**DIRECTION**:
Please reproduce the records below word for word, keeping every line unchanged and in the same order.

#### DATA FOR THE TASK ####

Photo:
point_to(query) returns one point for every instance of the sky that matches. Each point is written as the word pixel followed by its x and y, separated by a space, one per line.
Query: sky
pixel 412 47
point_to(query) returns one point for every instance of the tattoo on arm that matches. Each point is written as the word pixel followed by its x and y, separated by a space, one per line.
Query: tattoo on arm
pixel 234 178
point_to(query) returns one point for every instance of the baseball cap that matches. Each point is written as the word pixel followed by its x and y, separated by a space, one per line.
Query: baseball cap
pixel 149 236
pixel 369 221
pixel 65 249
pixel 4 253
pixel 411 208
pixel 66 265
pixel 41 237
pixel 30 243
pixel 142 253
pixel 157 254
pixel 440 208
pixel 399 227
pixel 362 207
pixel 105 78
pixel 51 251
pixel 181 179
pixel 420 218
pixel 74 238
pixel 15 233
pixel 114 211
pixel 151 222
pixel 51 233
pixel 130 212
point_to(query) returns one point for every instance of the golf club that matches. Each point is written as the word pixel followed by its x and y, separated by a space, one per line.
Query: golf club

####

**RESPONSE TO THIS TASK**:
Photo:
point_to(query) returns one point for every instance of the sky that matches. Each point is written as the word pixel followed by its x and y, separated by a space, one per line.
Query: sky
pixel 412 47
point_to(query) returns one point for every instance of the tattoo on arm that matches. Each point is written as the word pixel followed by its x and y, separated by a space, one per line.
Query: tattoo on arm
pixel 234 178
point_to(query) returns one point for every instance of the baseball cap that matches. Each point is written as the word pixel followed by its x and y, separated by a space, one per line.
Query: baseball cap
pixel 149 236
pixel 369 221
pixel 65 249
pixel 4 253
pixel 411 208
pixel 66 265
pixel 41 237
pixel 30 243
pixel 142 253
pixel 157 254
pixel 440 208
pixel 399 227
pixel 362 207
pixel 105 78
pixel 51 251
pixel 181 179
pixel 420 218
pixel 74 238
pixel 15 233
pixel 114 211
pixel 151 222
pixel 51 233
pixel 130 212
point_to(query) returns one point for every instance of the golf club that matches. Each point is written as the word pixel followed by its x and y, separated by a space, one per line.
Query: golf club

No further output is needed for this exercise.